▶ [Opdracht 1]:
Hoe luidt de zin "Deze eerste excursie was direct een flinke test voor de kaartleescapaciteiten van de commissie." uit het verslag over de excursie naar Zimmerwald en Zürich in het Engels?
▶ [Opdracht 2]:
Kun je het verslag over de excursie naar Zimmerwald en Zürich hervatten vanaf de laatste zin?

▶ [Fragment]:
▶

Snellius
Maandag 27 januari
Dinsdag 28 Januari
De eerste excursie leidde de groep naar observatorium Zimmerwald. Omdat
daar, boven op een berg, geen restaurant in de buurt te vinden was, was met de
herbergier afgesproken dat we een lunchpakketje mee zouden krijgen. Zodoende
stond de hij man in alle vroegte tig zakjes klaar. Om 9 uur echter bleek dat er te
weinig brood was om genoeg zakjes te maken. Daar werd de beste man niet
minder gestresst van. Met een kleine vertraging, maar met lunchpakketjes,
vertokken we dus richting Zimmerwald, een plaatsje vlak onder Bern.
Deze eerste excursie was direct een flinke test voor de kaartleescapaciteiten van
de commissie. Langs almaar kleiner wordende weggetjes ging het steeds maar
verder omhoog. Nadat we uiteindelijk over een zandpaadje dwars door een bos
reden, waren de opmerkingen niet van de lucht, en begon zelfs de commissie te
twijfelen. Een tegemoetkomende PTT-er bracht echter uitkomst: We waren nog
slechts een paar nonderd meter van het observatorium verwijderd. De commissie
kon weer oplucht ademhalen. Na een perfecte tour in Zimmerwald, ging het
verder richting Zürich, waar een ontmoeting was geregeld met plaatselijke
geodasie studenten. Nadat de Zwitsers bij de ETH waren opgepikt, werden we
door hun naar het centrum gedirigeerd, waar de groep werd opgesplitst. Onze
collega's hadden voor ons een leuke rondleiding georganiseerd. Zo gingen we
onder andere met een leuk trammetje een helling af, beklommen we de beroemde
Grosmunster kerk met ziin twee torentjes, waar we een erg leuk uitzicht hadden.

◀

▶ [Opgeslagen gegevens]:
▶

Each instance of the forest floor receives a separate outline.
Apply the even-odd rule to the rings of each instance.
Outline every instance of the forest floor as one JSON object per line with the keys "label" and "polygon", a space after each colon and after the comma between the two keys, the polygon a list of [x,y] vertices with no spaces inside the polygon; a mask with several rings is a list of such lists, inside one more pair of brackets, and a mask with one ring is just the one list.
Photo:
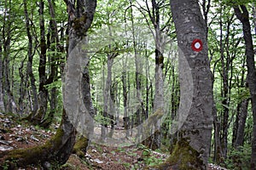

◀

▶ [Antwoord 1]:
This first excursion was immediately a considerable test of the committee's map-reading skills.

▶ [Antwoord 2]:
Ook lieten ze ons de TÜ bibliotheek zien, die er best aardig uitzag, maar toch
ook weer niet zo bijzonder (misschien dachten ze dat we in Delft geen bieb
hebben). Overigens werden we hier door een drukdoende dame weggestuurd,
omdat we de boel verstoorden. Onderweg werd nog even bijgetankt in een café,
waar een aantal geo's zich erg vrolijk maakten over een plaatselijk biermerk:
Hurlimann bier. Zie voor verdere specificaties het busboek. Na terugkomst op de
ETH, werd de middag afgesloten met een sjieke borrel compleet met toespraken
van iedereen, die zich daartoe geroepen voelde. Nadat afgesproken was om de
studenten 's avonds ook weer te ontmoeten, gingen we ons inchecken in de
plaatselijke jeugdherberg.
's Avonds ging net met "Êisenbahn" richting centrum, waar zo was de verwachting
wel het een een ander te beleven zou zijn. Uiteindelijk zat bijna elke geodeet toch
weer in hetzelfde café (het zal ook weer eens niet zo zijn). Rond middernacht nam
iedereen de laatste tram, waarna alweer een dag voorbij was.
Op dinsdag werden we al vroeg opgehaald door een gids van de ETH Zürich.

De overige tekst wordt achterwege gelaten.